>> Begin Material provided
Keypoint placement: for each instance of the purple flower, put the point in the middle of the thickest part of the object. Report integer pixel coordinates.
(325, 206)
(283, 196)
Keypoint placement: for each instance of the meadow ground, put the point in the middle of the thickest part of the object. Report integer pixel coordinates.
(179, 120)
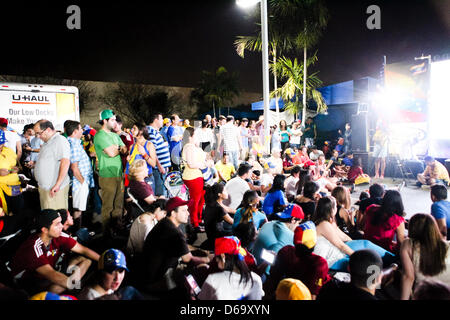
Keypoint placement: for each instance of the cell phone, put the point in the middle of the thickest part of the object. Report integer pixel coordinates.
(268, 256)
(193, 284)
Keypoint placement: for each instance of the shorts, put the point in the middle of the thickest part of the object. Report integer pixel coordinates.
(79, 198)
(380, 151)
(59, 201)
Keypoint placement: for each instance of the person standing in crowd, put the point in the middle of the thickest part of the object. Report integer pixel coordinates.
(11, 198)
(440, 209)
(33, 265)
(296, 134)
(108, 147)
(424, 254)
(52, 166)
(347, 138)
(82, 174)
(175, 135)
(380, 151)
(232, 141)
(309, 132)
(13, 140)
(126, 138)
(165, 128)
(285, 135)
(435, 173)
(162, 154)
(245, 137)
(195, 159)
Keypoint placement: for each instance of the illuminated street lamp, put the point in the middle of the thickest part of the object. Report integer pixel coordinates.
(265, 60)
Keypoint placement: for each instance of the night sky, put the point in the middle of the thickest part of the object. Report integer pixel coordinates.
(170, 43)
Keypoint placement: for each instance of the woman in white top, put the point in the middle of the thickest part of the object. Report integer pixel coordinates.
(424, 254)
(334, 245)
(235, 281)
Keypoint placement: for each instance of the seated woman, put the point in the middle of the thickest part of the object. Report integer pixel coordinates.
(214, 215)
(140, 189)
(235, 281)
(143, 224)
(424, 255)
(275, 200)
(333, 244)
(248, 211)
(308, 199)
(383, 222)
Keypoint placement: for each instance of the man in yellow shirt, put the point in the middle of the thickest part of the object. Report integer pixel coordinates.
(225, 169)
(435, 173)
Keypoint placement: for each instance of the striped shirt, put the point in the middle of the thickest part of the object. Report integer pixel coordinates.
(161, 147)
(77, 154)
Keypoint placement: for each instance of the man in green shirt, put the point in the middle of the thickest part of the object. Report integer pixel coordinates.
(108, 147)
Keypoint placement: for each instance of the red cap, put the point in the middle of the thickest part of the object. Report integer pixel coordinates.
(174, 203)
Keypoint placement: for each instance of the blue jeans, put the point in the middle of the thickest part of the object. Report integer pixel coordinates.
(355, 245)
(160, 189)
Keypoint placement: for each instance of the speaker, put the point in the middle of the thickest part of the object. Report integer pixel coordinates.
(360, 134)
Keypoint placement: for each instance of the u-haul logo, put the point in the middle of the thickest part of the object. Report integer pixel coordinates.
(29, 99)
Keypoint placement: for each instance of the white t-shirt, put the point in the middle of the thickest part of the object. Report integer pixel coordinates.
(289, 186)
(12, 138)
(225, 286)
(236, 188)
(138, 232)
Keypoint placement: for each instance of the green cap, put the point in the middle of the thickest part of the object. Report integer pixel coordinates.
(106, 114)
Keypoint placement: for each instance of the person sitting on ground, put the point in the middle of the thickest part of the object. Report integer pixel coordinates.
(424, 255)
(290, 184)
(299, 262)
(435, 173)
(140, 189)
(214, 214)
(432, 290)
(440, 209)
(248, 211)
(383, 222)
(225, 169)
(345, 216)
(276, 234)
(275, 200)
(292, 289)
(108, 278)
(235, 281)
(33, 265)
(307, 201)
(365, 272)
(376, 194)
(164, 247)
(333, 244)
(143, 224)
(355, 173)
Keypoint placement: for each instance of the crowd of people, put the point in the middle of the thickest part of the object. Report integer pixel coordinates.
(88, 214)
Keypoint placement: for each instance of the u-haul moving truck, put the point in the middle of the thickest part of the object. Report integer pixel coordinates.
(23, 103)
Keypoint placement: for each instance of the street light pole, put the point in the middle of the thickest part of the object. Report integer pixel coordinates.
(265, 64)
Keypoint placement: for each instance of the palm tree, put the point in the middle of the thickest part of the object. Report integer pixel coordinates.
(293, 73)
(215, 89)
(304, 22)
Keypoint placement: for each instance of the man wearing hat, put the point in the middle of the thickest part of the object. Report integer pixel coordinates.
(52, 167)
(108, 147)
(163, 248)
(278, 233)
(33, 265)
(299, 262)
(13, 140)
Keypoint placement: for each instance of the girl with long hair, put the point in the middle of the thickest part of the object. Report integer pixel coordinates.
(424, 255)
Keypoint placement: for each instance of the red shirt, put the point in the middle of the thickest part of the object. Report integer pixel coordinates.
(383, 234)
(311, 269)
(33, 254)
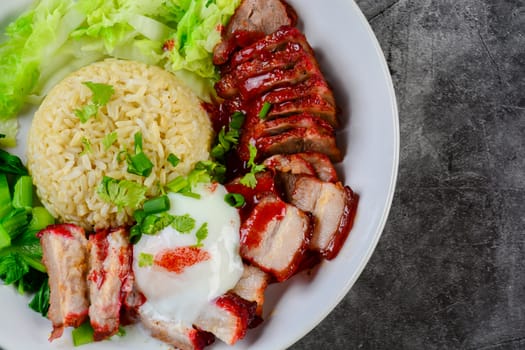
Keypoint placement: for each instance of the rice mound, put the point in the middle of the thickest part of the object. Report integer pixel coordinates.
(147, 99)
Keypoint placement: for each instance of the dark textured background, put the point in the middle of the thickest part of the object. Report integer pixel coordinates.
(449, 270)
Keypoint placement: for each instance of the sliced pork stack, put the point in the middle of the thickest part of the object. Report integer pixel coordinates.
(65, 257)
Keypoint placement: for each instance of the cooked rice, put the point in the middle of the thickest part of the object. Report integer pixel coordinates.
(147, 99)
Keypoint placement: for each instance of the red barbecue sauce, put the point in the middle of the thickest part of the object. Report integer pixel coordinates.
(178, 259)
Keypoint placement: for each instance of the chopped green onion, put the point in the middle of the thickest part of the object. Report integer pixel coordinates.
(201, 234)
(264, 110)
(173, 160)
(109, 140)
(237, 120)
(23, 193)
(156, 205)
(236, 200)
(145, 260)
(5, 196)
(41, 219)
(139, 164)
(83, 334)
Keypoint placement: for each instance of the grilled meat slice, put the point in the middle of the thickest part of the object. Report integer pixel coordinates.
(271, 43)
(64, 249)
(332, 206)
(255, 16)
(175, 334)
(227, 317)
(315, 85)
(286, 59)
(251, 286)
(312, 104)
(297, 140)
(110, 258)
(289, 163)
(275, 237)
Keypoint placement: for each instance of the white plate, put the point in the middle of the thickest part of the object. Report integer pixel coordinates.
(354, 64)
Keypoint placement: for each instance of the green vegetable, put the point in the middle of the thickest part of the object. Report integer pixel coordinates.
(201, 234)
(249, 178)
(145, 260)
(264, 110)
(156, 205)
(11, 164)
(139, 163)
(83, 334)
(173, 160)
(109, 140)
(122, 193)
(23, 193)
(56, 37)
(236, 200)
(40, 302)
(101, 94)
(183, 223)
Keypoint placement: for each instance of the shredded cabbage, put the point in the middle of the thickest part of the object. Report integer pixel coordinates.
(55, 37)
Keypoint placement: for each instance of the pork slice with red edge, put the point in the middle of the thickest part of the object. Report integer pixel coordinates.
(332, 206)
(259, 16)
(228, 317)
(64, 249)
(252, 285)
(275, 236)
(179, 336)
(110, 258)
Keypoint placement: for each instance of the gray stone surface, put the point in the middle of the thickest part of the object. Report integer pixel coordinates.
(449, 270)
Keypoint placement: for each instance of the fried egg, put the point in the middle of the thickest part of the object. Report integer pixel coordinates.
(181, 272)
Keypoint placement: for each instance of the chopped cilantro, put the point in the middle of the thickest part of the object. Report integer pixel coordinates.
(86, 146)
(183, 223)
(236, 200)
(249, 178)
(122, 193)
(145, 260)
(109, 140)
(201, 234)
(101, 94)
(173, 160)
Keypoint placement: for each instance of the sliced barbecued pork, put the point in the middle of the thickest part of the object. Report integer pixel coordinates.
(227, 317)
(175, 334)
(252, 285)
(110, 256)
(299, 140)
(332, 206)
(306, 163)
(64, 249)
(275, 237)
(253, 16)
(322, 165)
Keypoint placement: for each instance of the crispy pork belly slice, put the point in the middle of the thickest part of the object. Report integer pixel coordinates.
(260, 16)
(64, 249)
(289, 163)
(175, 334)
(251, 286)
(227, 317)
(110, 258)
(311, 104)
(271, 43)
(299, 140)
(315, 85)
(322, 165)
(332, 206)
(275, 237)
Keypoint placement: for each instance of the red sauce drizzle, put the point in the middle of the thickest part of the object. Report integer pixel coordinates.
>> End Material provided
Task directions: Output, unchanged, the lines from the line with "Keypoint placement: for each instance of the pork" through the final line of the material.

Exercise answer:
Keypoint placement: for each instance of the pork slice with red edge, put the point in the middle of the thickest part of the object. Report integer pixel coordinates.
(332, 206)
(259, 16)
(228, 317)
(64, 249)
(252, 285)
(275, 236)
(179, 336)
(110, 258)
Keypoint placement: for each instance of the gray stone surface, put the point in the middle of the thickest part of the object. Report integer pixel coordinates.
(449, 270)
Keypoint placement: for each instance of the fried egg, put the point in the middle of the thickest part of the object. Report integer pixel coordinates.
(181, 272)
Keypoint placement: for each instance of the chopped cilantro, put the point in the middle of the thickest part of the object. Report integer pixel coordinates.
(86, 146)
(183, 223)
(236, 200)
(249, 178)
(122, 193)
(145, 260)
(109, 140)
(201, 234)
(101, 94)
(173, 160)
Keypoint placement: for each instance of the sliced barbecued pork, put the point in the middle of the thickest part of the object. Report integer pixel coordinates.
(227, 317)
(175, 334)
(252, 285)
(110, 256)
(299, 140)
(332, 206)
(306, 163)
(64, 249)
(275, 237)
(253, 16)
(322, 165)
Keypoint placement: for each instance of the crispy pork belly slice, put the point in the middle of the thickest part of the object. Report integer pixel coordinates.
(260, 16)
(64, 249)
(289, 163)
(175, 334)
(251, 286)
(227, 317)
(110, 258)
(311, 104)
(271, 43)
(299, 140)
(315, 85)
(322, 165)
(332, 206)
(275, 237)
Keypoint placement: for each instance of the red sauce drizzle, put the point in the middle of the thickest part of the object. Report integer pixel coordinates.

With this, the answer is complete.